A TRAGÉDIA DA RUA DAS FLORES
Por: Gileno Guanabara, advogado
A motivação da presente crônica não
trata da viela que se chamou Rua das Flores nas cercanias da cidade do Açu, a qual
lhe foi dado o nome de “Rua Prefeito Manoel Pessoa Montenegro”. Nela estarão sempre
presentes os sobrados, os moradores ilustres e os seus mistérios. Permanece o
espírito dos lá nascidos, imorredouras lembranças dos primeiros anos de vida. É
como se o quarto onde Machadinho viveu a sua segunda infância estivesse “intacto,
suspenso no ar”, no dizer do poeta. Saibam os barnabés que “navegar é preciso”
e o nome da Rua das Flores em Açu persiste. Nela, como em qualquer outra via de
casas calcetadas, em cor de cal e de números desiguais, a vida corre fagueira e
nos comoverá sempre a sua doce lembrança.
Os pensadores no recôndito de suas elucubrações
elegem, anotam e legam para o futuro a integralidade das ruas, seus encantos, glórias
e emoções vividas. Ou se reportam a outra face, a parte medonha dos
desconsolos, das histórias do nunca e dos dramas ocorrentes. São marcas indeléveis
da existência humana. Operetas felizes ou acontecências trágicas que se passam nas
calçadas ou nos rios de quaisquer cidades, tendo a parcimônia de nos tornar
iguais na alegria ou no padecimento. A felicidade é mais fácil de nos arrebatar,
às vezes por razões que a própria razão desconhece. Os registros soçobram incólumes
em algum lugar, contendo a lavratura temporal de ruas, de personagens ou de acontecimentos
raros. Deles a posteridade não tomaria conhecimento, caso não fossem
descobertos a tempo.
Luis de Camões atingido em combate ficou cego
de um olho e sobreviveu a um naufrágio. Com uma das mãos amparava o seu
tratado, o registro da glória e conquistas lusitanas. Com a outra mão aplacava
o mar indômito. A epopeia que relatou em Os Lusíadas assegurou ao mundo conhecer
o tempo infinitamente glorioso dos portugueses. Camões sabia dos rumos tomados desde
a Torre no Rio Tejo, fortaleza imponente com suas canhoneiras e cordames em
pedra, traços mouriscos, orientais e góticos, de onde se aventuravam os
marinheiros e as caravanas que seguiam em busca da pecúnia e da riqueza. Camões
morreu pobre de Jó.

§ Tarefas
1. Responda sim ou não para cada afirmação sobre a crônica e cite, com as palavras exatas dela, o trecho que decide: (a) a Rua das Flores, em Açu, recebeu o nome de "Rua Prefeito Manoel Pessoa Montenegro"; (b) Camões ficou cego dos dois olhos; (c) Camões morreu rico.
2. Por favor, transcreva sem alterações o trecho das entradas que começa na linha com "Pin each instance of the water" e vai até a linha com "column 92, row 22", incluindo as duas.

§ Entradas fornecidas
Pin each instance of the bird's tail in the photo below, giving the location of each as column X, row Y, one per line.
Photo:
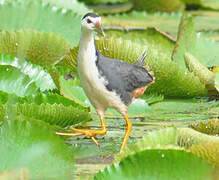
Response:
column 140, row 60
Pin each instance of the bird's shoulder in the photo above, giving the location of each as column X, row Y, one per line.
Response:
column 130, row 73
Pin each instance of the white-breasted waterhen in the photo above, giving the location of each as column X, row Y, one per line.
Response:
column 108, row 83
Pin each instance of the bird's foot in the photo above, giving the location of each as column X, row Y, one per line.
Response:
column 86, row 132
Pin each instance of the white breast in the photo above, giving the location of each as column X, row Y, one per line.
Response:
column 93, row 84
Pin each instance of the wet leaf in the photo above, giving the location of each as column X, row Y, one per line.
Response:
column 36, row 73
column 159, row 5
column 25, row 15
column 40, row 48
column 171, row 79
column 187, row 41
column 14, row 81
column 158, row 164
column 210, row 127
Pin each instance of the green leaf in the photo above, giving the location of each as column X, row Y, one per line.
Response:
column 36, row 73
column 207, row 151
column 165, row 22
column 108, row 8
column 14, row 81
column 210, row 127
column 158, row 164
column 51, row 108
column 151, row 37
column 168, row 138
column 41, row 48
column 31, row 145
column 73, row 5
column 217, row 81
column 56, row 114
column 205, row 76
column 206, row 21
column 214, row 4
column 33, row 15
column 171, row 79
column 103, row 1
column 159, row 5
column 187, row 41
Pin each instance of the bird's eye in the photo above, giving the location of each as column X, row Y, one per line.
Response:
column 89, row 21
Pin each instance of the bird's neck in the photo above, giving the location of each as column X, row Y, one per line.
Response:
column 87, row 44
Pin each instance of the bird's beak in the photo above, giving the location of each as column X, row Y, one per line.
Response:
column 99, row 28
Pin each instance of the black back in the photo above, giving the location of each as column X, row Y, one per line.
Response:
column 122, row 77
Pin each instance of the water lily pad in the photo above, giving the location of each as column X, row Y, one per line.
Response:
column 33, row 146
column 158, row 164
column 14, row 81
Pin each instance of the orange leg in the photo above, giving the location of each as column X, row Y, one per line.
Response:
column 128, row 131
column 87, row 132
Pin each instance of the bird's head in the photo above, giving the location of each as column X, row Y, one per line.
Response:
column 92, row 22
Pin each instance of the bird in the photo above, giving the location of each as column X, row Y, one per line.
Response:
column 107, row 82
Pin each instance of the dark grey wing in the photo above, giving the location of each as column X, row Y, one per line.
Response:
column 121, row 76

* * *

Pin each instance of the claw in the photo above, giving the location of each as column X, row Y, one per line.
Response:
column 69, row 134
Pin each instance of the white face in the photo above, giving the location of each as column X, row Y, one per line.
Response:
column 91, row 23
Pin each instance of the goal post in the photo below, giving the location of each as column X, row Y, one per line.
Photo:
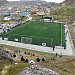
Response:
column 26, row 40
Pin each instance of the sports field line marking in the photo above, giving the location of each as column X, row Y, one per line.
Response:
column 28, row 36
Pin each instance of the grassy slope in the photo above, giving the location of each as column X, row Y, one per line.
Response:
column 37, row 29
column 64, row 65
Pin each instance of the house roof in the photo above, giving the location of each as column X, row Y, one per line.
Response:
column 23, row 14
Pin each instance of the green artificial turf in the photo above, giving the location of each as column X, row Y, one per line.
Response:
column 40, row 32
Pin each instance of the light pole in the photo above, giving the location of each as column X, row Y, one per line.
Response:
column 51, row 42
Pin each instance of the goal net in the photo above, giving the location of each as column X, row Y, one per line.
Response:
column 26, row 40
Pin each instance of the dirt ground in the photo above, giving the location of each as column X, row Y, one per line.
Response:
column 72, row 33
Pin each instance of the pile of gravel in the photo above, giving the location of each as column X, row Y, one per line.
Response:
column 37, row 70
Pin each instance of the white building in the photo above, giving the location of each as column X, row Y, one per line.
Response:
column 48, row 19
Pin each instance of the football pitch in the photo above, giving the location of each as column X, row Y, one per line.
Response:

§ Respostas
1.
(a) Sim: "a qual lhe foi dado o nome de “Rua Prefeito Manoel Pessoa Montenegro”"
(b) Não: "ficou cego de um olho"
(c) Não: "Camões morreu pobre de Jó."

2.
Pin each instance of the water lily pad in the photo above, giving the location of each as column X, row Y, one per line.
Response:
column 33, row 146
column 158, row 164
column 14, row 81
Pin each instance of the orange leg in the photo above, giving the location of each as column X, row Y, one per line.
Response:
column 128, row 131
column 87, row 132
Pin each instance of the bird's head in the photo above, giving the location of each as column X, row Y, one per line.
Response:
column 92, row 22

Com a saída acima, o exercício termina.